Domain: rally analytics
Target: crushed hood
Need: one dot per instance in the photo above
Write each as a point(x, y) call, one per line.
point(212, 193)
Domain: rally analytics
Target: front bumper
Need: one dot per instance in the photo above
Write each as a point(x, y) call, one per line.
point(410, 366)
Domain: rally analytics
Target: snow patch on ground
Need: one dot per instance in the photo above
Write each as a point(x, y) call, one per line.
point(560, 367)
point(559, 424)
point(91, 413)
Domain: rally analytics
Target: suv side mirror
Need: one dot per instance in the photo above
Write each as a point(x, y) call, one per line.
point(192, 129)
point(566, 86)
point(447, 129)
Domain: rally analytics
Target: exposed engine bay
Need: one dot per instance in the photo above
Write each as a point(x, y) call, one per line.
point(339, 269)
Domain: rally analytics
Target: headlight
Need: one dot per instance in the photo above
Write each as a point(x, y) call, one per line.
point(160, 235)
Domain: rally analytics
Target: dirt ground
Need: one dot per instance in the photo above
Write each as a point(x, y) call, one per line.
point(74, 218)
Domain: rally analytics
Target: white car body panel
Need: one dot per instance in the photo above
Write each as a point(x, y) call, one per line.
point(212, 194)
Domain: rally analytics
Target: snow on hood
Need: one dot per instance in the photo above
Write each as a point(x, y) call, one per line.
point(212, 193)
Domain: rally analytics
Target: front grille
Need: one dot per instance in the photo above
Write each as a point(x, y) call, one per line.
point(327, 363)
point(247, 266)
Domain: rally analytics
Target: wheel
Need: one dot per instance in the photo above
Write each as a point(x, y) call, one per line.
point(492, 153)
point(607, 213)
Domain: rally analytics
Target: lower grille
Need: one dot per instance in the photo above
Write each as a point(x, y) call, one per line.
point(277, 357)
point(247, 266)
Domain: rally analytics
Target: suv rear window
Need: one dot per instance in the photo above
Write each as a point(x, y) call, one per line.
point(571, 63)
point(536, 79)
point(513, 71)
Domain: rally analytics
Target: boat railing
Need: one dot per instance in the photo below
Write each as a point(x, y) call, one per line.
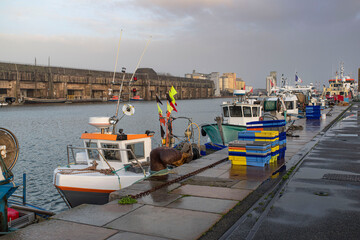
========
Work to be completed:
Write out all of the rows above again, changing "rally analytics" to "motorsport analytics" wherever it occurs and keeping everything else unchanged. Omit the pictures.

Worked solution:
Domain: motorsport analytics
Target: crushed hood
Need: one dot per instance in the photo above
Write each as a point(x, y) call, one per line.
point(212, 193)
Domain: motorsport analytics
Target: front bumper
Need: one dot per instance in the photo above
Write each as a point(x, y) call, one per line.
point(410, 366)
Domain: motorsport analytics
Target: snow patch on ground
Need: one dot per instance in the photo above
Write each as a point(x, y) call, one per line.
point(560, 367)
point(559, 424)
point(91, 413)
Domain: motorsport analytics
Target: suv side mirror
Need: one dot per instance in the photo above
Write each as a point(x, y) call, one per line.
point(192, 129)
point(566, 86)
point(447, 129)
Domain: motorsport analytics
Target: exposed engine bay
Need: one dot per instance in the photo above
Write each as a point(x, y) call, one per line.
point(339, 269)
Domain: motorsport analytics
Target: headlight
Need: one dot per instance in the photo above
Write each as a point(x, y) call, one per line.
point(160, 235)
Domain: motorsport analytics
Target: dirt ground
Need: one dot per instance in the photo above
Write each as a point(x, y) call, one per line.
point(74, 218)
Domain: motorsport analytics
Target: white car body panel
Need: one dot per instance in the photo above
Write each as a point(x, y) call, one per line.
point(212, 194)
Domain: motorsport analytics
Target: snow on hood
Need: one dot per instance in the photo above
Write each as a point(x, y) call, one per line.
point(212, 193)
Domain: motorsport analytics
Target: front grille
Need: one dot per instance in the photo above
Write each as a point(x, y) call, one per line.
point(327, 363)
point(247, 266)
Domain: motorsport analytics
Target: wheel
Need: one dot per instance in the photo above
Write each as a point(x, y) call, one per line.
point(492, 153)
point(607, 213)
Domain: motorsport analytics
Target: lower grille
Need: one dot per instance in the photo above
Write each as a point(x, y) call, one per line.
point(277, 357)
point(247, 266)
Domain: motorsport analytics
Target: suv rear window
Need: one dot per instance in the photo above
Write each as a point(x, y) call, one per line.
point(571, 63)
point(536, 79)
point(513, 71)
Domain: motorsport analytics
Target: boat railing
Need: one dot per instance in the photo below
Write each as a point(x, y) call, one per line.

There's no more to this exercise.